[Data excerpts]
☆ ☆ ☆ ☆ ☆

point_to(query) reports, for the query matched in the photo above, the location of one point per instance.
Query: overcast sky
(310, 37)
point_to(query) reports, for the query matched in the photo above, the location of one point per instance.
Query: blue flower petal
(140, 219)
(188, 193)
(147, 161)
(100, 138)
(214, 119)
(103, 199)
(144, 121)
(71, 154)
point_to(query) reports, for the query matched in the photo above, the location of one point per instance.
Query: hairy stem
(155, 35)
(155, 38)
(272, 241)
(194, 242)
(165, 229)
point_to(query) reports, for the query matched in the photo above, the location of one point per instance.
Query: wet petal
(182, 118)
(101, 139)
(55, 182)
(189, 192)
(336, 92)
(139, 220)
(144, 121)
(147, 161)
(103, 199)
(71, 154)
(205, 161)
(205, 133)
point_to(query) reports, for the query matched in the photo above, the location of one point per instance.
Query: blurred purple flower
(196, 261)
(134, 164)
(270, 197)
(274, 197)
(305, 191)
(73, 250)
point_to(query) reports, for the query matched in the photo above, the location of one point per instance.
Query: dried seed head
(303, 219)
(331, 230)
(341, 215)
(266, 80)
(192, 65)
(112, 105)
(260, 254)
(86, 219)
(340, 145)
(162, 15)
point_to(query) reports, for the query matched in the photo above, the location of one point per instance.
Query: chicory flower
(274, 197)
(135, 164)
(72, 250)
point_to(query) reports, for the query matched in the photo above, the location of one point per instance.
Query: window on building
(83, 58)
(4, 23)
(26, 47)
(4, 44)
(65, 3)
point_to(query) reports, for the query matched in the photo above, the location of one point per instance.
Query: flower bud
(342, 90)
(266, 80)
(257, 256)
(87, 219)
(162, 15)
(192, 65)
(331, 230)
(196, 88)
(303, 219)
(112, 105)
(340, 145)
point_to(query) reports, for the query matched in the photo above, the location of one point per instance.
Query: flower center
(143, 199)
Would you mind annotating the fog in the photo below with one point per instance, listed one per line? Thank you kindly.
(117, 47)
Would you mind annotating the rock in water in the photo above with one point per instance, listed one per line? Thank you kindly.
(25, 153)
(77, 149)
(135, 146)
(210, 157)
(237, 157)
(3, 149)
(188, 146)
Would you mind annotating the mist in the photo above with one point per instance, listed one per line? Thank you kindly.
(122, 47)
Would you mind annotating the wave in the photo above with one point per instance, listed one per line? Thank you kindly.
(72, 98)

☆ ☆ ☆ ☆ ☆

What needs to be done: Every entry must be quoted exactly as it appears above.

Exercise result:
point_to(query) reports, for the query matched in the photo above, the location of one point per instance.
Query: overcast sky
(310, 37)
point_to(query) reports, for the query matched in the photo above, the location of one point per instance.
Query: blue flower petal
(140, 219)
(188, 193)
(147, 161)
(100, 138)
(214, 119)
(103, 199)
(144, 121)
(71, 154)
point_to(query) reports, for the query matched in the photo above, the location of one point per instance.
Query: hairy stem
(155, 35)
(155, 38)
(272, 241)
(194, 242)
(165, 229)
point_to(query) reports, for the query matched in the photo above, the location of one point per instance.
Query: wet petal
(182, 118)
(101, 139)
(55, 182)
(189, 192)
(336, 92)
(139, 220)
(144, 121)
(147, 161)
(103, 199)
(71, 154)
(205, 161)
(205, 133)
point_to(query) reports, for the query matched in the photo above, the location of one point per instance.
Query: blurred purple flower
(196, 261)
(134, 164)
(270, 197)
(274, 197)
(305, 191)
(73, 250)
point_to(query) reports, for the query matched in the photo above, the location of one point per instance.
Query: dried seed head
(303, 219)
(331, 230)
(341, 215)
(266, 80)
(192, 65)
(112, 105)
(260, 254)
(86, 219)
(340, 145)
(162, 15)
point_to(query) reports, for the query matched in the photo above, the location of one point per instance.
Query: chicory flower
(274, 197)
(135, 164)
(72, 250)
point_to(query) reports, for the query matched in the photo above, the location of one point per instance.
Query: window on building
(83, 58)
(4, 23)
(26, 47)
(4, 44)
(65, 3)
point_to(query) reports, for the query matched in the photo above, the location of one point per instance.
Query: flower bud
(342, 90)
(266, 80)
(257, 256)
(87, 219)
(162, 15)
(192, 65)
(331, 230)
(196, 88)
(303, 219)
(112, 105)
(340, 145)
point_to(query) reports, for the query matched in the photo above, the location of one point per instance.
Query: flower center
(143, 199)
Would you mind annotating the fog in the photo below with one point per instance, listed one per line? Thank you kindly.
(117, 47)
Would you mind annotating the rock in water in the photo above with one point per instance, listed one per line? Thank you kindly.
(25, 153)
(77, 149)
(135, 146)
(210, 157)
(237, 157)
(3, 149)
(188, 146)
Would you mind annotating the mist in the photo above with one point per instance, listed one per line? Thank you kindly.
(122, 47)
Would you mind annotating the wave in the photo above with one point per instance, listed one per line? Thank you kindly.
(72, 98)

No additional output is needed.